> _WHAT IS REQUIRED_: Please rewrite all of the material below, replacing "thickest part" with "widest part" everywhere and leaving everything else unchanged. Leave the pictures out of your version.

(Object position labeling material)
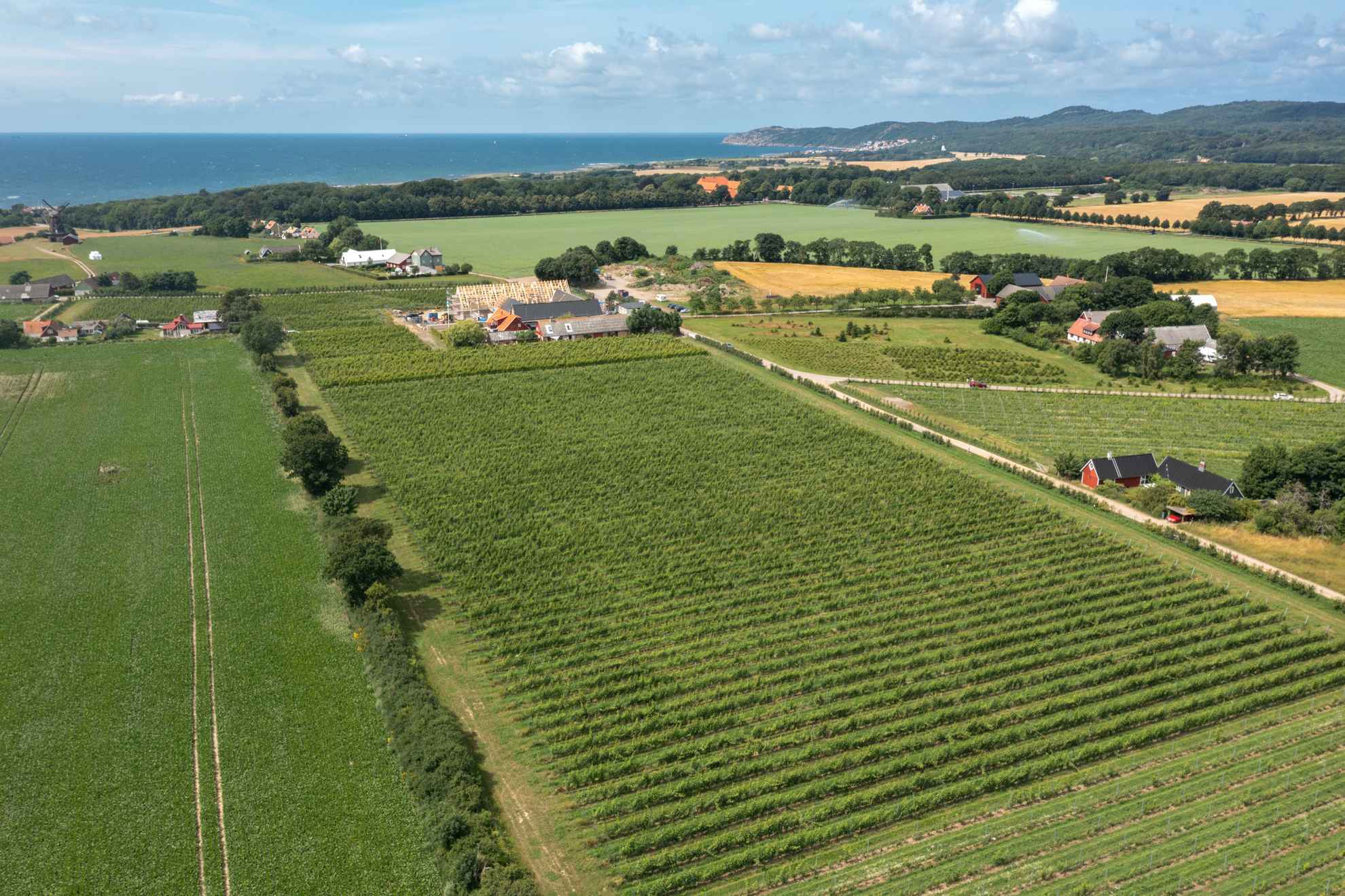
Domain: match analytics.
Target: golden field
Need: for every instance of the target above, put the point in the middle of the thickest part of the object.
(823, 280)
(1272, 298)
(1189, 209)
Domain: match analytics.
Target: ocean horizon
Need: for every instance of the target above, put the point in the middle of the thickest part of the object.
(98, 167)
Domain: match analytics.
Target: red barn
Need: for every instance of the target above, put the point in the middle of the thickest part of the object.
(1128, 471)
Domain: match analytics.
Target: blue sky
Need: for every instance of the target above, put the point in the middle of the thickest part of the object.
(572, 65)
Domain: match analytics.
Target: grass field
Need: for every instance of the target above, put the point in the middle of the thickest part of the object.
(1272, 298)
(218, 262)
(849, 666)
(512, 245)
(822, 280)
(970, 353)
(1043, 425)
(1321, 344)
(1188, 207)
(105, 591)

> _SOLUTION TO THIS TASK_:
Domain: match analytics.
Target: golden field
Need: for every instance of the target above, put the point in the middle of the widest part of the object.
(823, 280)
(1272, 298)
(1189, 209)
Domain: match analytics.
Target: ocean horizon
Need: for every instance of the target above, put the point in the middle of the widest part of the object.
(98, 167)
Domain: match analytics.
Target: red barn
Need: for every instance of the target above, put the point in the middle of the widest part of the object.
(1128, 471)
Domain: match analytics.
Target: blue sky
Need: for every instance of the target above, put the point in the middle of the widest part of the object.
(572, 65)
Domain: match analytics.
Target: grass field
Need: for every instance of the target above, put the point in the middle of the widest part of the object.
(1272, 298)
(218, 262)
(849, 666)
(512, 245)
(822, 280)
(970, 353)
(1043, 425)
(1321, 344)
(1188, 207)
(105, 591)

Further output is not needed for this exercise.